### Document passage
* BEGIN *

Opinion
Civil Action 24-332-SDD-RLB
10-11-2024
RICHARD L. BOURGEOIS, JR. UNITED STATES MAGISTRATE JUDGE
NOTICE
Please take notice that the attached Magistrate Judge's Report has been filed with the Clerk of the United States District Court.
In accordance with 28 U.S.C. § 636(b)(1), you have fourteen (14) days after being served with the attached Report to file written objections to the proposed findings of fact, conclusions of law and recommendations therein. Failure to file written objections to the proposed findings, conclusions, and recommendations within 14 days after being served will bar you, except upon grounds of plain error, from attacking on appeal the unobjected-to proposed factual findings and legal conclusions of the Magistrate Judge which have been accepted by the District Court.
ABSOLUTELY NO EXTENSION OF TIME SHALL BE GRANTED TO FILE WRITTEN OBJECTIONS TO THE MAGISTRATE JUDGE'S REPORT.
MAGISTRATE JUDGE'S REPORT AND RECOMMENDATION
Before the Court is Defendant's Motion to Dismiss. (R. Doc. 4). The motion is opposed. (R. Doc. 6).

* END *

### Exercise objective
Reproduce the court notice word for word, starting at "In accordance with" and ending at "MAGISTRATE JUDGE'S REPORT.".

(Rows from a pointing dataset)
* BEGIN *

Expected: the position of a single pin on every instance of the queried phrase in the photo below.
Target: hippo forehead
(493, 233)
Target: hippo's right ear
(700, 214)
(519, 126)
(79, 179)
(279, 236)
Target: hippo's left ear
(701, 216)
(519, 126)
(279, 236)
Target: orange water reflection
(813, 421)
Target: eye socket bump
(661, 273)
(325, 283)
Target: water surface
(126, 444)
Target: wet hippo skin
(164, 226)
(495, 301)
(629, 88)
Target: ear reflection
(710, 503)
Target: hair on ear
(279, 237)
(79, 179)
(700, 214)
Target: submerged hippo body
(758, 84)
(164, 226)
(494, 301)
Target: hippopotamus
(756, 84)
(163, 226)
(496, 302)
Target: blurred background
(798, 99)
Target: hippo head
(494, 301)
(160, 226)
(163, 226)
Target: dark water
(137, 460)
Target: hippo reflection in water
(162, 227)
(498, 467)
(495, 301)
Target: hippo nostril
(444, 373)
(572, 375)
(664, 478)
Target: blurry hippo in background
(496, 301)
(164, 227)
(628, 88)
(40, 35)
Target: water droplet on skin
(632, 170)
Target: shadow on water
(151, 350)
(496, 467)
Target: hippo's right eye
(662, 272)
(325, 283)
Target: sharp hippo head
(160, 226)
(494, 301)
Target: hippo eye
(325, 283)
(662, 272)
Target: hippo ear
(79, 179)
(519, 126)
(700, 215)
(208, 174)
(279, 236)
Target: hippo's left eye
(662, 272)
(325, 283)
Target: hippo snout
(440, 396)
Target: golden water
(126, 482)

* END *
* BEGIN *

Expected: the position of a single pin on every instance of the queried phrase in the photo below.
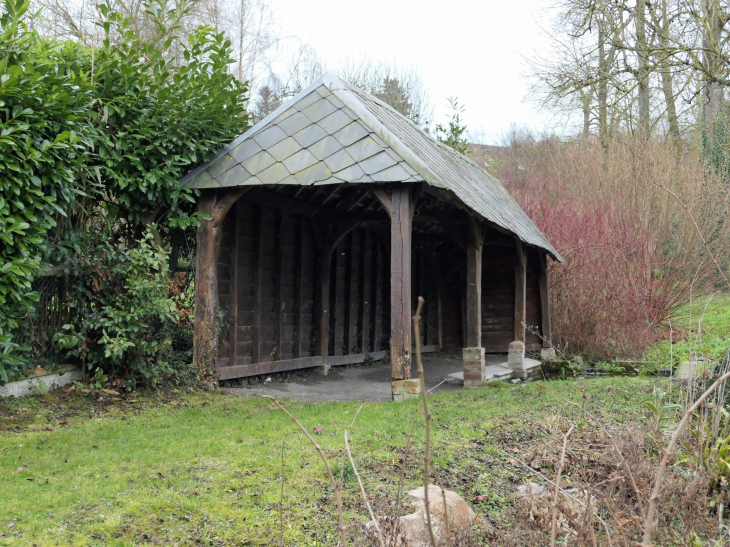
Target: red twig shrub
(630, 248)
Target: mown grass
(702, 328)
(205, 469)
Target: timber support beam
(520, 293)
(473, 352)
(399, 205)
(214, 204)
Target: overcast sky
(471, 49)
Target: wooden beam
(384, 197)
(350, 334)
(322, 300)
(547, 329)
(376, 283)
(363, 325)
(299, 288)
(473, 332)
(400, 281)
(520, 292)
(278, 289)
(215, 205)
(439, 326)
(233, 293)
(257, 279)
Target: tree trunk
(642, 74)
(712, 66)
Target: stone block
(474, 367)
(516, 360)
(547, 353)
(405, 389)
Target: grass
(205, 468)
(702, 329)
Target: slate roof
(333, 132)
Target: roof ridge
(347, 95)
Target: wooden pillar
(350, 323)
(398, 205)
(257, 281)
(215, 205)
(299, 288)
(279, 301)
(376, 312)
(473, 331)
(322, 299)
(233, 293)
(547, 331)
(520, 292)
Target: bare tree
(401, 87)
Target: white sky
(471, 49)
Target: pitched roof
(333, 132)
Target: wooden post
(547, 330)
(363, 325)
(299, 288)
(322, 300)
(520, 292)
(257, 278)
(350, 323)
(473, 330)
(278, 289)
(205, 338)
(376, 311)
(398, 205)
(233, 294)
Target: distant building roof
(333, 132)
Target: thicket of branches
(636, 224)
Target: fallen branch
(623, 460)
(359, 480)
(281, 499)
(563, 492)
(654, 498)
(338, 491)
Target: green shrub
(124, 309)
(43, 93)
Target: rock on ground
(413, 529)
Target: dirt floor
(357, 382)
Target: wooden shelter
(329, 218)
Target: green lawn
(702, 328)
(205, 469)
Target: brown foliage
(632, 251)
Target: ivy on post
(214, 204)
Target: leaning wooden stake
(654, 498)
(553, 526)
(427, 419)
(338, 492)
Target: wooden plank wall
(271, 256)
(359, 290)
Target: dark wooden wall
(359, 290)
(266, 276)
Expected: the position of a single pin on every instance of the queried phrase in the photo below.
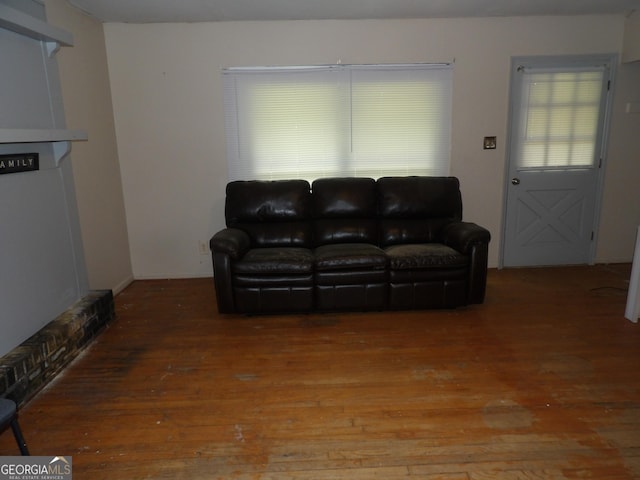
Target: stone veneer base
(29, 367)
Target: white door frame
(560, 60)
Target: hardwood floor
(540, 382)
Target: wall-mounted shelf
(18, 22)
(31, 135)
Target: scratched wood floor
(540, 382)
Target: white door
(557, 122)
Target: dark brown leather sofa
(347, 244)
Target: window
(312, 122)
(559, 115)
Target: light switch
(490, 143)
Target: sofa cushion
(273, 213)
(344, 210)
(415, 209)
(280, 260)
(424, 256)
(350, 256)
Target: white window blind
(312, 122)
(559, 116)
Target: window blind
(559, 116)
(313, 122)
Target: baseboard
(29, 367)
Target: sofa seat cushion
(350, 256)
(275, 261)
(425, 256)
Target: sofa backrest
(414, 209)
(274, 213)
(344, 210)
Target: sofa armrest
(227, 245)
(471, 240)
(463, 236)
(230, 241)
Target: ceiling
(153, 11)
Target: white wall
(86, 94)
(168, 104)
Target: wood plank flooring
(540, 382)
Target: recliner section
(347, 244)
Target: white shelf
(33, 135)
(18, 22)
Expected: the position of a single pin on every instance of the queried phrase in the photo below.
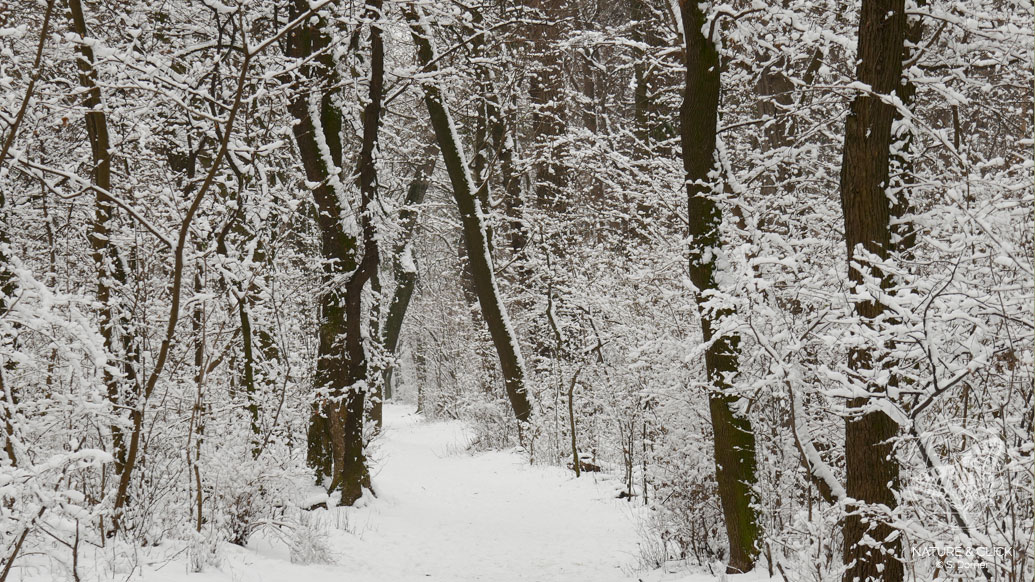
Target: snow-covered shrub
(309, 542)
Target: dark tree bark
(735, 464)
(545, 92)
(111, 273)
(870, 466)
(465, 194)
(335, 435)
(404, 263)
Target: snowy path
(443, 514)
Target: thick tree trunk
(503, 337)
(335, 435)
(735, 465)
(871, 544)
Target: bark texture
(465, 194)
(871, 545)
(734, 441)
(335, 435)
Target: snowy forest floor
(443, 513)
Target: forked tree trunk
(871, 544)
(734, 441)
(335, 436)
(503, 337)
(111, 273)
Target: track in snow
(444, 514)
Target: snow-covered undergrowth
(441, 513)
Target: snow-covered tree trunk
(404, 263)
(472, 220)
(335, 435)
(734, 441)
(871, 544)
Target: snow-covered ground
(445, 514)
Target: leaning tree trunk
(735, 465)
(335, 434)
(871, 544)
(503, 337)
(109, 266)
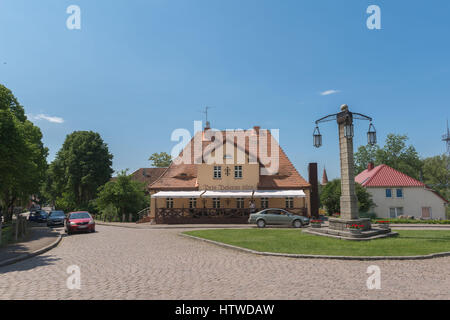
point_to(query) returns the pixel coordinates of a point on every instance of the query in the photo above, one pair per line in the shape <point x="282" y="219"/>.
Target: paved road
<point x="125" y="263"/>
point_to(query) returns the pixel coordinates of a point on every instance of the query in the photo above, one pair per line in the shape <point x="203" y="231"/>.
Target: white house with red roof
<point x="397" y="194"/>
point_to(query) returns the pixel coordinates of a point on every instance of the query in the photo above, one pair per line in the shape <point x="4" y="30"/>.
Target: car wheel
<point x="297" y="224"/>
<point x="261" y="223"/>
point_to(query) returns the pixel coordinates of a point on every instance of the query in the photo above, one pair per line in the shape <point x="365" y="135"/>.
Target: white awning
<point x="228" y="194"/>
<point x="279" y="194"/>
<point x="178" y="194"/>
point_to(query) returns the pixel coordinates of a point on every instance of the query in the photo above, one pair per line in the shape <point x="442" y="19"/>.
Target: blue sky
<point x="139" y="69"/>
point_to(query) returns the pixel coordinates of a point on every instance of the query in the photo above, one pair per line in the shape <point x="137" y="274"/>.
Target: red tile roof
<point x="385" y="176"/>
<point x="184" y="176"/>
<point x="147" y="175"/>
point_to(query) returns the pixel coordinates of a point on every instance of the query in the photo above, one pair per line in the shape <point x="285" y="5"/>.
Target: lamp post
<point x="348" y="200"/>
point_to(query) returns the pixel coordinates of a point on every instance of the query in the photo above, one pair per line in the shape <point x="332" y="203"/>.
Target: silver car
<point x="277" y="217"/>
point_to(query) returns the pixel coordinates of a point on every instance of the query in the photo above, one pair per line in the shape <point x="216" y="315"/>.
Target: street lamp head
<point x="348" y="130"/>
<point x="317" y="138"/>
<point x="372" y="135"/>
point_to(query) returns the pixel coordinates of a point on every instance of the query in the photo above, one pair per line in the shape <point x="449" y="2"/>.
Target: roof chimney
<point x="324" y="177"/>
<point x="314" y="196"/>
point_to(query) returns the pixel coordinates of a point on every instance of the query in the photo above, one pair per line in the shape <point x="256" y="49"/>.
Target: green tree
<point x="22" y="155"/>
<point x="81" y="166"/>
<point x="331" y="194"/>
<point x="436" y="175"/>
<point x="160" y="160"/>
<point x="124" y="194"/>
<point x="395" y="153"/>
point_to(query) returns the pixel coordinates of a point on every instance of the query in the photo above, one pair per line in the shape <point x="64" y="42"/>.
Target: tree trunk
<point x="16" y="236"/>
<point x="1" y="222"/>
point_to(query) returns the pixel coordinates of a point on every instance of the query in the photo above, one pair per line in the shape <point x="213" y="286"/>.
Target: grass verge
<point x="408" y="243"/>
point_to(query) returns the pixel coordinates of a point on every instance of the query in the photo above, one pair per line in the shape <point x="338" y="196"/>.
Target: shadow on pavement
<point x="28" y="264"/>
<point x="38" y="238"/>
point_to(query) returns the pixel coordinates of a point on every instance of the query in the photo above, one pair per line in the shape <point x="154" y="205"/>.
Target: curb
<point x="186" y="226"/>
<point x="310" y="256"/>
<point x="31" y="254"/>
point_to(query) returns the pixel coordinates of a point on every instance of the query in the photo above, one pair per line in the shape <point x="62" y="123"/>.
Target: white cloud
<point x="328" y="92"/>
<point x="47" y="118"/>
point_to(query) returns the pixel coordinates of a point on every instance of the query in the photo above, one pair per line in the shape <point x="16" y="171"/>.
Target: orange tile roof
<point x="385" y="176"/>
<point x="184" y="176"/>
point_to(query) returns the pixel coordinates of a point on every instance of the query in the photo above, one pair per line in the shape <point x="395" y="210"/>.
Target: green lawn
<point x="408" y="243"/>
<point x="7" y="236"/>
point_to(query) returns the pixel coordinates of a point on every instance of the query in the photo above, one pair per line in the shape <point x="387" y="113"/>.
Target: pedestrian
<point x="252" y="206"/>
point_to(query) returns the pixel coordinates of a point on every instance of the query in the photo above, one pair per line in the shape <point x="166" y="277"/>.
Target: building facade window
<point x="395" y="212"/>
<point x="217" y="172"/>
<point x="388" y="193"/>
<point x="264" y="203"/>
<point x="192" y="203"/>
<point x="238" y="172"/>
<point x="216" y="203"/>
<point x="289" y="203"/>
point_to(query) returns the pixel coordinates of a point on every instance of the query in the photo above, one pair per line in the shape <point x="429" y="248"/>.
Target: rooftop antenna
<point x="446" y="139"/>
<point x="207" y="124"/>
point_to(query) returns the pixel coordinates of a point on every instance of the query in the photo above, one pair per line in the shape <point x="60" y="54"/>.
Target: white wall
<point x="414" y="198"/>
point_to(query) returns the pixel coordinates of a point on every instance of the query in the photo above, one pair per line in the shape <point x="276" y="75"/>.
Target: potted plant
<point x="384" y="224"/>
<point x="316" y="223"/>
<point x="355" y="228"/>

* END *
* BEGIN *

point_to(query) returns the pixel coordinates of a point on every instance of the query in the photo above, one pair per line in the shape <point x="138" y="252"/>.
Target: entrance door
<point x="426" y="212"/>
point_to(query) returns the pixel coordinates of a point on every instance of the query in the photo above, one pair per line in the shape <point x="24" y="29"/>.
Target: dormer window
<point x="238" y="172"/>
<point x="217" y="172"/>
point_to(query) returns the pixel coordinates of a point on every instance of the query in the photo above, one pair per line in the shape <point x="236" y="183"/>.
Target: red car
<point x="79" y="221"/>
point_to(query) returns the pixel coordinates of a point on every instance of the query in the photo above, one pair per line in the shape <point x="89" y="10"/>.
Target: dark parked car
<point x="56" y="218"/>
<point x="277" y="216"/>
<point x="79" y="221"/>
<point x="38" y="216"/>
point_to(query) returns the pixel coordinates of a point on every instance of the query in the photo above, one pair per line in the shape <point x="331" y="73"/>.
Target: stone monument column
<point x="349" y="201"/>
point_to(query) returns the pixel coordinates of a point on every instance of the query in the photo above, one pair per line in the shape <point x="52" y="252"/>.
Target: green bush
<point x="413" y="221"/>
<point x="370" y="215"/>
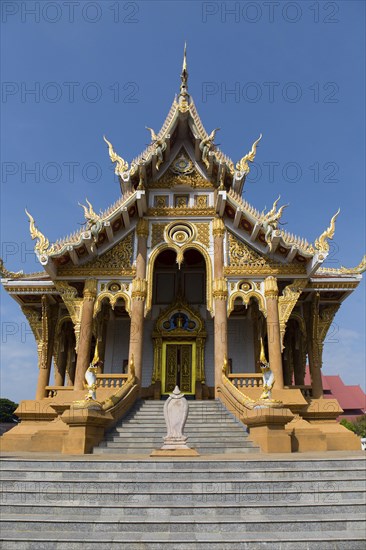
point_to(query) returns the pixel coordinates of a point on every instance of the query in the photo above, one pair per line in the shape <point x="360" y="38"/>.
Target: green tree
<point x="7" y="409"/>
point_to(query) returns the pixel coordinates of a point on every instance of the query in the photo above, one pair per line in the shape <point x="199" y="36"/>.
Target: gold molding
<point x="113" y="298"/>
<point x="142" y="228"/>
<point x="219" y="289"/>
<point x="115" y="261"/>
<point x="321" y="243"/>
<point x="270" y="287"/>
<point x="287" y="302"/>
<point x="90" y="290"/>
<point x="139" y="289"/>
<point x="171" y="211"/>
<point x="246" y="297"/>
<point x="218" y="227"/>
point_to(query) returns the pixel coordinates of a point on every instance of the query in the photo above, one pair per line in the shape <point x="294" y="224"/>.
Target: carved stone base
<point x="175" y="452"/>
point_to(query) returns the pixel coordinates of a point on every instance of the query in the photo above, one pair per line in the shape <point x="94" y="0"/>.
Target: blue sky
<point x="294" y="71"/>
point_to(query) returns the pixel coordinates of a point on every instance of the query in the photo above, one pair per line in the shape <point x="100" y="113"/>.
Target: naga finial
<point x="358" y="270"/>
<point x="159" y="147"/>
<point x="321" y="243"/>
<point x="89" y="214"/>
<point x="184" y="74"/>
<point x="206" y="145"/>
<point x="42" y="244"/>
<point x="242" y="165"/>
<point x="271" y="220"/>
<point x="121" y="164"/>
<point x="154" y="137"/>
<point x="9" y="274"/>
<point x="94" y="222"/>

* END *

### Complete answer
In accordance with 28 U.S.C. § 636(b)(1), you have fourteen (14) days after being served with the attached Report to file written objections to the proposed findings of fact, conclusions of law and recommendations therein. Failure to file written objections to the proposed findings, conclusions, and recommendations within 14 days after being served will bar you, except upon grounds of plain error, from attacking on appeal the unobjected-to proposed factual findings and legal conclusions of the Magistrate Judge which have been accepted by the District Court.
ABSOLUTELY NO EXTENSION OF TIME SHALL BE GRANTED TO FILE WRITTEN OBJECTIONS TO THE MAGISTRATE JUDGE'S REPORT.